The task ▸
Quote each of the entries below word for word, leaving none out.

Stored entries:
━━━━━━━━━━
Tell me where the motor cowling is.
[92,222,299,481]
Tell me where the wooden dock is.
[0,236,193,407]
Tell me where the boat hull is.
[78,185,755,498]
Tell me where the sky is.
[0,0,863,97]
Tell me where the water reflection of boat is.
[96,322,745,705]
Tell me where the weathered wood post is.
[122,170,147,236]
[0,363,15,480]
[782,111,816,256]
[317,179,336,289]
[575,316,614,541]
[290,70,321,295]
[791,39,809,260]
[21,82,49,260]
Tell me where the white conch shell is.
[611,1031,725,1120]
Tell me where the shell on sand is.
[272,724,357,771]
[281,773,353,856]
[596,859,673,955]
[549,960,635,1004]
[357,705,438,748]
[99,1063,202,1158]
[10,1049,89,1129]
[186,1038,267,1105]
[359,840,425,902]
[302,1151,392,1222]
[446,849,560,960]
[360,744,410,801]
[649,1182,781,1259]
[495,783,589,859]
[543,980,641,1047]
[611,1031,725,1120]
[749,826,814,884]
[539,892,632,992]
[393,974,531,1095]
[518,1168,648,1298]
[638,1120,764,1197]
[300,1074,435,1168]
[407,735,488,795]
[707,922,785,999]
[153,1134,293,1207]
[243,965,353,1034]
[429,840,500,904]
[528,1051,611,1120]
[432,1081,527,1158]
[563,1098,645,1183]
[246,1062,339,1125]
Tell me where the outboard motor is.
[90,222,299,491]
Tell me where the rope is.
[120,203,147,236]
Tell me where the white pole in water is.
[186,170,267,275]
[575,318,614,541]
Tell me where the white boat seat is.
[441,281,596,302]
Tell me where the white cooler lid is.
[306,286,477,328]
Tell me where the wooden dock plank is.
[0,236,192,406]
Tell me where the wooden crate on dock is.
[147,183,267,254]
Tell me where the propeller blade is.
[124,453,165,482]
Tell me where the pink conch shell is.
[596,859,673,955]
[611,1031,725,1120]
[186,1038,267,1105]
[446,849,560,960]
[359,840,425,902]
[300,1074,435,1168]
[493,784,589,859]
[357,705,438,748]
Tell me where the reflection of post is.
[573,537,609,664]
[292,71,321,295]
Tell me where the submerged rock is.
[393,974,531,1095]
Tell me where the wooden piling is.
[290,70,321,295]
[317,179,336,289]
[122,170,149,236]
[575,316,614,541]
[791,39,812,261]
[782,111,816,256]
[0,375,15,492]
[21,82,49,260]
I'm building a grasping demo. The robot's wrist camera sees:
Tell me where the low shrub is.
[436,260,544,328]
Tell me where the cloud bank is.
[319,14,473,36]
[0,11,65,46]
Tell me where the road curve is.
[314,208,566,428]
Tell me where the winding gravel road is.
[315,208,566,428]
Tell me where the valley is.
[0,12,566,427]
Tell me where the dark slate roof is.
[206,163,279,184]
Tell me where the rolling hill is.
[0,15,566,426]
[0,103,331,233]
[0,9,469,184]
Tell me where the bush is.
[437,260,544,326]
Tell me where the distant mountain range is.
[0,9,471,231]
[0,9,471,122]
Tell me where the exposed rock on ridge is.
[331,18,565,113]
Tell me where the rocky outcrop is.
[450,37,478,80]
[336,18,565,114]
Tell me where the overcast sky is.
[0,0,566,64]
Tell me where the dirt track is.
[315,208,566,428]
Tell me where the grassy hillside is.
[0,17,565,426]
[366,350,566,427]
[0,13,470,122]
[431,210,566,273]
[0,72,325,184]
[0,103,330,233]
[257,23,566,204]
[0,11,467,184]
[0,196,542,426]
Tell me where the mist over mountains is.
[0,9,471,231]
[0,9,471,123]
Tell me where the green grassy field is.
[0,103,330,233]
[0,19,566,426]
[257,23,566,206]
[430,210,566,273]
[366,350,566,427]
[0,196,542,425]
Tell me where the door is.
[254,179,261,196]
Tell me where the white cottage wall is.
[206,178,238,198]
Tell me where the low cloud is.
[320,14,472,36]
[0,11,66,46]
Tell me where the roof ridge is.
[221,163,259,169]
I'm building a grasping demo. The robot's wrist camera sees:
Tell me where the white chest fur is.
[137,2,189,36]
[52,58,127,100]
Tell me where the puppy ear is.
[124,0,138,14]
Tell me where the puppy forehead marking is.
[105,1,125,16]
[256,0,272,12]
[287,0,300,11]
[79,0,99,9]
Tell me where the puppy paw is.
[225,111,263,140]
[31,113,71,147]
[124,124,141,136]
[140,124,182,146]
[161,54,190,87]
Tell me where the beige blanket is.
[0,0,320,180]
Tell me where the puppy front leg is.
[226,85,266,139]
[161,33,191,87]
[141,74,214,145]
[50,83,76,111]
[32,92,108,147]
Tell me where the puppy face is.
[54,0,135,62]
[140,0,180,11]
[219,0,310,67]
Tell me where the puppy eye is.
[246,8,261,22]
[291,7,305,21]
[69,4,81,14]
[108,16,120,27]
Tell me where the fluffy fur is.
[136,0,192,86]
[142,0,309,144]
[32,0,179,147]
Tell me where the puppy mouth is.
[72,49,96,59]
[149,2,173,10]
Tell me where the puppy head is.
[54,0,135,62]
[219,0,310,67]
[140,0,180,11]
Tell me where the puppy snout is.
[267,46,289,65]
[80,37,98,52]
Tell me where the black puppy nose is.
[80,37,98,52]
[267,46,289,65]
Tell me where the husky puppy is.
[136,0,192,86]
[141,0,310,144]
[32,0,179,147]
━━━━━━━━━━
Problem solution ▸
Tell me where the motor cowling is.
[92,222,299,481]
Tell me where the wooden dock is.
[0,236,193,407]
Tell me where the boat hull is.
[78,185,755,498]
Tell me where the sky is.
[0,0,863,97]
Tell me where the water reflection of boat is.
[96,322,745,705]
Tell me where the weathered wood post is.
[122,170,147,236]
[0,363,15,480]
[782,111,816,256]
[317,179,336,289]
[575,316,614,541]
[290,70,321,295]
[791,39,809,260]
[21,82,49,260]
Tell me where the white conch shell is.
[611,1031,725,1120]
Tell me where the shell on sand is.
[272,724,357,771]
[281,773,353,856]
[596,859,673,955]
[549,960,635,1004]
[357,705,438,748]
[99,1063,202,1158]
[10,1049,89,1129]
[186,1038,267,1105]
[359,840,425,902]
[302,1151,392,1222]
[446,849,560,960]
[360,744,410,801]
[649,1182,781,1259]
[495,783,589,859]
[543,980,641,1047]
[611,1031,725,1120]
[749,826,814,884]
[539,892,632,992]
[393,974,531,1095]
[518,1168,648,1298]
[638,1120,764,1197]
[300,1074,435,1168]
[407,735,488,795]
[707,922,785,999]
[153,1134,293,1207]
[243,965,353,1034]
[429,840,500,904]
[528,1051,611,1120]
[432,1081,527,1158]
[563,1098,645,1183]
[246,1062,339,1125]
Tell me where the outboard motor is.
[90,222,299,491]
Tell me where the rope is.
[120,203,147,236]
Tell me where the white pole in water is.
[186,170,267,275]
[575,318,614,541]
Tell me where the white boat seat is.
[441,281,596,302]
Tell me where the white cooler lid is.
[306,286,477,328]
Tell me where the wooden dock plank is.
[0,236,192,406]
Tell me where the wooden crate on dock is.
[147,183,267,254]
Tell me where the propeller blade is.
[124,453,165,482]
Tell me where the pink conch shell is.
[596,859,673,955]
[611,1031,725,1120]
[186,1038,267,1105]
[446,849,560,960]
[359,840,425,902]
[300,1074,435,1168]
[493,784,589,859]
[357,705,438,748]
Tell me where the reflection of post is.
[573,537,609,664]
[292,71,321,295]
Tell me where the submerged rock is.
[393,974,531,1095]
Tell me where the wooden piling is.
[290,70,321,295]
[317,179,336,289]
[122,170,149,236]
[575,316,614,541]
[791,39,812,261]
[782,111,816,256]
[0,375,15,492]
[21,82,49,260]
I'm building a grasping demo. The robot's wrist camera sees:
Tell me where the low shrub is.
[436,260,544,328]
Tell me where the cloud bank is.
[319,14,473,36]
[0,11,65,46]
Tell me where the road curve is.
[314,208,566,428]
Tell me where the winding gravel road is.
[315,208,566,428]
Tell me where the valley is.
[0,12,566,427]
Tell me where the dark slate roof is.
[206,163,279,184]
Tell me where the rolling hill is.
[0,15,566,426]
[0,103,331,233]
[0,9,469,184]
Tell me where the bush is.
[437,260,544,326]
Tell me where the distant mountain range is.
[0,9,471,231]
[0,9,471,122]
Tell me where the exposed rock on ridge is.
[331,18,565,113]
Tell me where the rocky outcrop is.
[450,37,478,80]
[336,18,565,114]
Tell me where the overcast sky is.
[0,0,566,64]
Tell me where the dirt track is.
[315,208,566,428]
Tell me where the grassy hillside is.
[0,17,565,426]
[366,350,566,427]
[0,13,470,122]
[431,210,566,273]
[0,72,325,184]
[0,103,330,233]
[257,23,566,204]
[0,11,467,184]
[0,196,542,426]
Tell me where the mist over mountains is.
[0,9,471,231]
[0,9,471,123]
Tell me where the green grassy field is.
[0,103,330,233]
[0,19,566,426]
[257,23,566,206]
[430,210,566,273]
[366,350,566,427]
[0,196,542,425]
Tell me where the door is.
[254,179,261,196]
Tell me where the white cottage wall is.
[206,178,238,198]
Tell me where the low cloud is.
[320,14,472,36]
[0,11,66,46]
Tell me where the roof ridge is.
[221,163,259,169]
I'm building a grasping demo. The robot's wrist camera sees:
Tell me where the white chest fur is.
[137,2,189,36]
[52,58,127,100]
Tell me where the puppy ear is.
[124,0,138,14]
Tell me where the puppy forehead marking is.
[105,1,125,16]
[256,0,272,12]
[287,0,300,11]
[79,0,99,9]
Tell me where the puppy paw is.
[225,111,263,140]
[31,113,71,147]
[124,124,141,136]
[140,124,182,146]
[161,54,190,87]
Tell me where the beige blanket is.
[0,0,320,180]
Tell me where the puppy front leg is.
[226,85,266,139]
[161,33,191,87]
[141,74,214,145]
[50,83,76,111]
[32,92,108,147]
Tell me where the puppy face is.
[54,0,135,62]
[140,0,180,11]
[219,0,310,67]
Tell me where the puppy eye is.
[246,8,261,22]
[291,7,305,21]
[69,4,81,14]
[108,16,120,27]
Tell me where the fluffy fur is.
[136,0,192,86]
[142,0,309,144]
[32,0,179,147]
Tell me where the puppy mouth is.
[72,49,96,59]
[149,2,173,10]
Tell me where the puppy head is.
[54,0,135,62]
[219,0,310,67]
[140,0,180,11]
Tell me where the puppy snout is.
[267,46,289,65]
[80,37,98,52]
Tell me where the black puppy nose is.
[80,37,98,52]
[267,46,289,65]
Tell me where the husky puppy is.
[136,0,192,86]
[141,0,310,144]
[32,0,179,147]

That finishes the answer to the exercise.